**TASK DETAILS**
Character for character, write out the data below.
Top of THE RECORDS
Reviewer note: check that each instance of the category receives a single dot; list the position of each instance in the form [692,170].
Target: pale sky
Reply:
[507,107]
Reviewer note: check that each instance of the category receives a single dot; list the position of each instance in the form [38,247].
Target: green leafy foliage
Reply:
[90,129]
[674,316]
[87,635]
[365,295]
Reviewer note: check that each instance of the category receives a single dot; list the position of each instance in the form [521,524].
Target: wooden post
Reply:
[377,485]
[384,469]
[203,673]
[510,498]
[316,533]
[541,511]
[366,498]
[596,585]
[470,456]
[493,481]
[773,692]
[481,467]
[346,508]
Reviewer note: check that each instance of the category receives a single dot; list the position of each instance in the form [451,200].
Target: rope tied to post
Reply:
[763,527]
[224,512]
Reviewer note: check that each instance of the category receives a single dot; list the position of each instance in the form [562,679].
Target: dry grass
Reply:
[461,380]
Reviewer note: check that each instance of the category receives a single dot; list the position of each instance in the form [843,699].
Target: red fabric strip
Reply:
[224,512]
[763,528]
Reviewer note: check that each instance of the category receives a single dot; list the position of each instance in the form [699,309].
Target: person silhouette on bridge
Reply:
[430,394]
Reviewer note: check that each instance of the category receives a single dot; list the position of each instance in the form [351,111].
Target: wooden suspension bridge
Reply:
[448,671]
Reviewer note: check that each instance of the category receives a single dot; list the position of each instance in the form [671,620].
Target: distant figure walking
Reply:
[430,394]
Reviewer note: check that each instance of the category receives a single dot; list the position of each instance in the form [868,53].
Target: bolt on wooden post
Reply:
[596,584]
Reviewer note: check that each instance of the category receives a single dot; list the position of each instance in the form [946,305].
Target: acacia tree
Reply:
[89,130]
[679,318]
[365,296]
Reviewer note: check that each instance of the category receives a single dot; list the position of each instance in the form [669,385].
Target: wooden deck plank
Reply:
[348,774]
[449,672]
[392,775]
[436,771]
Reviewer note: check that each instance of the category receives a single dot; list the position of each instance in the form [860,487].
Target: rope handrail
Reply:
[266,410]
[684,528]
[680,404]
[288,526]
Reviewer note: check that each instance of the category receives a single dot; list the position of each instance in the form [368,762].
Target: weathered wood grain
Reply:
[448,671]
Bottom of THE RECORDS
**TASK RESULT**
Reviewer note: check that each instance of the category receives a single dot; list the position of each instance in the form [692,170].
Target: pale sky
Reply:
[507,107]
Reviewer note: check that each instance of the category receives a single dot; list the position of each instance in the form [38,247].
Target: green leafy foliage
Reply:
[90,129]
[674,316]
[87,635]
[365,295]
Reviewer note: check that each instance of the category receives a single dot; list the position of each instance in the form [521,524].
Target: wooden post
Reply:
[377,485]
[384,469]
[203,673]
[510,498]
[316,533]
[541,511]
[366,498]
[596,585]
[470,456]
[493,481]
[773,692]
[481,467]
[346,508]
Reviewer note: check that each instance of the category receives a single dot; list the position of each instance in the form [451,200].
Target: rope tied to post
Reply:
[763,527]
[224,512]
Reviewer note: check that each instance of the category receives a single dot; list the position of each instance in the form [562,679].
Target: dry grass
Reply:
[461,380]
Reviewer note: check that each instance of the category receives a single dot; list the position of each instance in the form [843,699].
Target: red fabric strip
Reply:
[224,512]
[763,528]
Reviewer note: check that each instance of the category receives a single dot; list the position of each instance in the form [699,309].
Target: person silhouette on bridge
Reply:
[430,394]
Reviewer note: check that each instance of the category receives a single dot; list the position of each instance in the form [351,111].
Target: wooden suspension bridge
Reply:
[448,671]
Reviewer note: check that each instance of the category receives a single dot; list the position of each instance in the form [671,620].
Target: distant figure walking
Reply:
[430,394]
Reviewer note: check that each instance of the category receives a single dot; list the position of each instance in the form [868,53].
Target: bolt on wooden post
Reply:
[596,584]
Reviewer note: check that each instance of the category receives a single dot; list the position of each instance in the form [946,305].
Target: acacia tree
Reply:
[89,130]
[679,318]
[365,296]
Reviewer note: check that each instance of the category receives a single dot; list the position of each instance in the form [669,385].
Target: wooden deck plank
Reply:
[348,774]
[449,672]
[392,775]
[436,771]
Reviewer note: check that each instance of the category receives a single dot; list the position of each instance in the form [860,487].
Target: rope handrail
Reply:
[266,410]
[684,528]
[680,404]
[288,526]
Reviewer note: check that each instance of the category receives a single dot; list the position of each instance in the form [368,762].
Target: weathered wood grain
Reply:
[448,671]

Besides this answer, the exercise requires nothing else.